▸ TASKS TO COMPLETE:
**1)** In the profile of Fannie Lou Hamer below, what name was Hamer born with?
**2)** List every year mentioned in the profile of Fannie Lou Hamer below, with the event the profile ties to each.
**3)** In the profile of Fannie Lou Hamer below, why did Hamer leave school at age 13?

▸ EXCERPT:
* * * * * * *

Civil Rights Activists of the 20th Century – Fannie Lou Hamer

Fannie Lou Hamer, born Fannie Lou Townsend on October 6, 1917 in Montgomery County, Mississippi, was the last of 20 children to sharecroppers Ella and James Lee Townsend. From age six to twelve, Hamer picked cotton in the summer and attended a one-room schoolhouse for sharecropper children. By age 13, Hamer dropped out of school to help support her parents by working in the field to pick 200-300 pounds of cotton a day, in spite of living with polio.

Hamer continued to hone her reading skills through Bible studies at church. In 1944, she married Perry “Pap” Hamer. In 1961, Fannie Lou underwent surgery to remove a uterine tumor. At the same time, the white doctor performed an unauthorized hysterectomy. This outrageous practice of forced sterilization, Hamer dubbed “Mississippi appendectomy,” was commonly perpetuated on poor, black Americans as a form of population control. She and Pap subsequently adopted two children.

* * * * * * *

▸ RECORDED INFORMATION:
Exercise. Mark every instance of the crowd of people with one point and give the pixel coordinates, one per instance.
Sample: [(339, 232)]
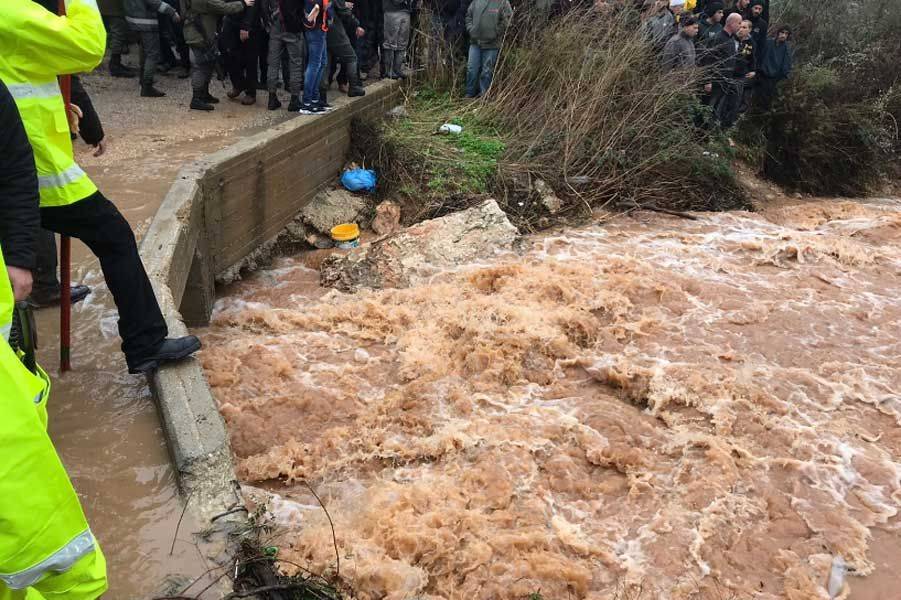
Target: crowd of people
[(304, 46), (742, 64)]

* * * * * * *

▸ ANSWERS PER TASK:
**1)** She was born Fannie Lou Townsend.

**2)**
- 1917: Hamer was born on October 6 in Montgomery County, Mississippi.
- 1944: She married Perry "Pap" Hamer.
- 1961: She underwent surgery to remove a uterine tumor, during which the doctor performed an unauthorized hysterectomy.

**3)** She dropped out to help support her parents by working in the field, picking 200–300 pounds of cotton a day even though she was living with polio.